[Material for this task]
>>>>

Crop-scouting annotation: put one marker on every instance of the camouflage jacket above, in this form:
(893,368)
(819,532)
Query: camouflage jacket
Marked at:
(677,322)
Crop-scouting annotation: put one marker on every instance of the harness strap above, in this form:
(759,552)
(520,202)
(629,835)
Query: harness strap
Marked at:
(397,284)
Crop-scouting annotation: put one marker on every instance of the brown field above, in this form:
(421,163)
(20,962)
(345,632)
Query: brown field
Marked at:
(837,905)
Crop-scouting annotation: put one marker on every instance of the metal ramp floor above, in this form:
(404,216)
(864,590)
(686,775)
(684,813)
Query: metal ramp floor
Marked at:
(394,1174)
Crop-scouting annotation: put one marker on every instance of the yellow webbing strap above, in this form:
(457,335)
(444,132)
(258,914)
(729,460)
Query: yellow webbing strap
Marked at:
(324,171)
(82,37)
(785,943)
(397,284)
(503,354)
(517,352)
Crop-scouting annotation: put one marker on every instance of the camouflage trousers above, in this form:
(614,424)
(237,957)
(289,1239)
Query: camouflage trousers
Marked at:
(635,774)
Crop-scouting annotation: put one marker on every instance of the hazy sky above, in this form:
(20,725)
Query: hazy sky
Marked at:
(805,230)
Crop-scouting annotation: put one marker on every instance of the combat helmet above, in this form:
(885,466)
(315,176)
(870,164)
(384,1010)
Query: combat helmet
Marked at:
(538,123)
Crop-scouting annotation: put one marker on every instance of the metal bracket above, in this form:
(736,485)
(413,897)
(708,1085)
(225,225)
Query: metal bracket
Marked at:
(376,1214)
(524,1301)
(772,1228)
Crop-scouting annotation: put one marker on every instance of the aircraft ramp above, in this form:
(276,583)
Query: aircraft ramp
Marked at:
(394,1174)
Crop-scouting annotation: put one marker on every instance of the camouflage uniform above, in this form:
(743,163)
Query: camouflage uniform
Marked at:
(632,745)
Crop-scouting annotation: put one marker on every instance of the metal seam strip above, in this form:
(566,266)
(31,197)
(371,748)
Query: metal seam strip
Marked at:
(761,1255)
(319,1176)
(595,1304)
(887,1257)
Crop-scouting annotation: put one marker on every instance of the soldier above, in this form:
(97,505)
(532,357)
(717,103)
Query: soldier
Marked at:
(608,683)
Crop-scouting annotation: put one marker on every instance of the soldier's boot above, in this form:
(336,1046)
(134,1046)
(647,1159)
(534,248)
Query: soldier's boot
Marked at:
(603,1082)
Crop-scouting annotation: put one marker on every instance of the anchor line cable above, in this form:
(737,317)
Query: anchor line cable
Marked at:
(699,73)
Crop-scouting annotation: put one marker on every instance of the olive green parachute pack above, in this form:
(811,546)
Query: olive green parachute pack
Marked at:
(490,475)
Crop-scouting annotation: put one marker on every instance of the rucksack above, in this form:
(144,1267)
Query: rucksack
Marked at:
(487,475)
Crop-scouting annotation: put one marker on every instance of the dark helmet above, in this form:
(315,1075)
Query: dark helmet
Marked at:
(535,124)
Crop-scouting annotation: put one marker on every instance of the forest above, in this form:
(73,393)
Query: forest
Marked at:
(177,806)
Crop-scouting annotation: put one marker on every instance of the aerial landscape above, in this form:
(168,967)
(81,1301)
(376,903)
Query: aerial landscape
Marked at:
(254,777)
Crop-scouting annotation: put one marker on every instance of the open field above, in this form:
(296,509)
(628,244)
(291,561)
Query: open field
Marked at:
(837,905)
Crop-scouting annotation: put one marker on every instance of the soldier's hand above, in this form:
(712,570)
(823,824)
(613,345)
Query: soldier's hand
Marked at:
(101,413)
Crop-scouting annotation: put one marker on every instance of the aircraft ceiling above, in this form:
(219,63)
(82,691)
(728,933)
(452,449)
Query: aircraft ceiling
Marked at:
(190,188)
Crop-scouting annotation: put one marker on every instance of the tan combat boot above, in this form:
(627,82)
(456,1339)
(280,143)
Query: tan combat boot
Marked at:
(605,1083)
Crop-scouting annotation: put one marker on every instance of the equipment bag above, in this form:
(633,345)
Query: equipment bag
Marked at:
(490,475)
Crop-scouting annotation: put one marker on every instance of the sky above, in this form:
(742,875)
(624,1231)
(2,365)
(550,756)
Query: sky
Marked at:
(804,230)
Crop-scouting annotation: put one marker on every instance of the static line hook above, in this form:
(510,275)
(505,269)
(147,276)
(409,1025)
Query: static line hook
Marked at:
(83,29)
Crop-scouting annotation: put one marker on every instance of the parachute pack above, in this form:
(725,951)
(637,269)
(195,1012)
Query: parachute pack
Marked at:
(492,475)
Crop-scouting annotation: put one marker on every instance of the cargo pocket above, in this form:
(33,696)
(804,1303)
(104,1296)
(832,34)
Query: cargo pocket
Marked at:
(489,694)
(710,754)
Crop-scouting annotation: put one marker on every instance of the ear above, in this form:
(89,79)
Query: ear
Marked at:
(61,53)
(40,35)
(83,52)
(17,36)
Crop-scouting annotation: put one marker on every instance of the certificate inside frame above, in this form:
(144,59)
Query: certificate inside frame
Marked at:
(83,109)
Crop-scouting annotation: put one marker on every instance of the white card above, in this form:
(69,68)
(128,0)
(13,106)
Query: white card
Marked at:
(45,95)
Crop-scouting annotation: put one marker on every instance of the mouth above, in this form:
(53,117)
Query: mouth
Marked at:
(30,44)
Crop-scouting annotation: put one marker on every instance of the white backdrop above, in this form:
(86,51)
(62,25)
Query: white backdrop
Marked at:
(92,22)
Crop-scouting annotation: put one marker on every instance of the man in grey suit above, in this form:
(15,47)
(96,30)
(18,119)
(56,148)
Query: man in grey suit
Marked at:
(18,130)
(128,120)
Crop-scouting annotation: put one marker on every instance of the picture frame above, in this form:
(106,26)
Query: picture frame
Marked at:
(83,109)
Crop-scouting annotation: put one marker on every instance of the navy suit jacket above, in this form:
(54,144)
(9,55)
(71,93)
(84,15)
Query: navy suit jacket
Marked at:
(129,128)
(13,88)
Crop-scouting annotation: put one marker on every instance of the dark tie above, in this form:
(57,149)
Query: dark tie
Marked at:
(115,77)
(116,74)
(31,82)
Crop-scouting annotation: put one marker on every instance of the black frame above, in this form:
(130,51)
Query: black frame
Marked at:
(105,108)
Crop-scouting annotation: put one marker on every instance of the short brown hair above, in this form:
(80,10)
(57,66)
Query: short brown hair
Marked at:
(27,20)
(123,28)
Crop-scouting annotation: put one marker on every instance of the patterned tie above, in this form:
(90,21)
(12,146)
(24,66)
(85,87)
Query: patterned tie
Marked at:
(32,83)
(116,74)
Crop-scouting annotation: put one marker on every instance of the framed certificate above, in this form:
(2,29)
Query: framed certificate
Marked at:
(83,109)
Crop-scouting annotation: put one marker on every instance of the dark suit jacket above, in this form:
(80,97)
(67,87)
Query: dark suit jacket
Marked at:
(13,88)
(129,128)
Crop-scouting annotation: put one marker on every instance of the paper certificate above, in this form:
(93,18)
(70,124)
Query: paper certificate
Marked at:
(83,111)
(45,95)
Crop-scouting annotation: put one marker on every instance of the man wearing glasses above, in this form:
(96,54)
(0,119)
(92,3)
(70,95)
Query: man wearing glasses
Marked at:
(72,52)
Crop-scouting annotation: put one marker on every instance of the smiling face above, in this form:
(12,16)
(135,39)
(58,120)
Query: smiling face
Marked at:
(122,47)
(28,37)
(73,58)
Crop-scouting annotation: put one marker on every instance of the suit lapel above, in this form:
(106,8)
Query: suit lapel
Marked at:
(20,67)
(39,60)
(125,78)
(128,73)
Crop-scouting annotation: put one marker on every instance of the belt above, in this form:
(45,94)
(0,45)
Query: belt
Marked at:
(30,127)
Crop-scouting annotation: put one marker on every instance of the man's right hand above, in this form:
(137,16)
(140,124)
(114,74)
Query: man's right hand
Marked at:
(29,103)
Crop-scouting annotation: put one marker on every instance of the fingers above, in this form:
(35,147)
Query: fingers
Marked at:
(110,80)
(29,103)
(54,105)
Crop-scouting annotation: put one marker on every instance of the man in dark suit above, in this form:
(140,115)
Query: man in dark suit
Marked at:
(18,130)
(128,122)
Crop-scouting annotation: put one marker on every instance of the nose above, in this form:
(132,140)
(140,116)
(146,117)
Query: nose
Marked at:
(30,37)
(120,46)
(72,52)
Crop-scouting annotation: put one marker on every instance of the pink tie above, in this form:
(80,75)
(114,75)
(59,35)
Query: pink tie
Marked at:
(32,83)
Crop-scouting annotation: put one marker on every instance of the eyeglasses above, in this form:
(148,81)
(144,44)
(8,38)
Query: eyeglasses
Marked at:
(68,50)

<<<<

[Job]
Set down, unchanged, the line that contains "of the fingers" together with every later line in the records, through the last one.

[The reply]
Crop-scouting annotation: put one marker on every instance of the fingers above, in this form:
(35,147)
Query: fingers
Marked at:
(110,80)
(29,103)
(54,105)
Crop-scouting annotation: put one marker on every instance of the man in dark suit above, in this form:
(140,115)
Query: man in dark suit
Marked at:
(18,130)
(128,122)
Crop-scouting annotation: put one marker on every instance of the nose above, in this form:
(132,140)
(140,116)
(146,117)
Query: nose
Marked at:
(30,37)
(120,46)
(72,52)
Crop-scouting annotation: put one marker on every instance of the pink tie above, in this form:
(80,75)
(114,75)
(59,35)
Query: pink tie
Marked at:
(32,83)
Crop-scouting annotation: put one marker on every instance of the eyeglasses above, in this form:
(148,81)
(144,44)
(8,38)
Query: eyeglasses
Marked at:
(68,50)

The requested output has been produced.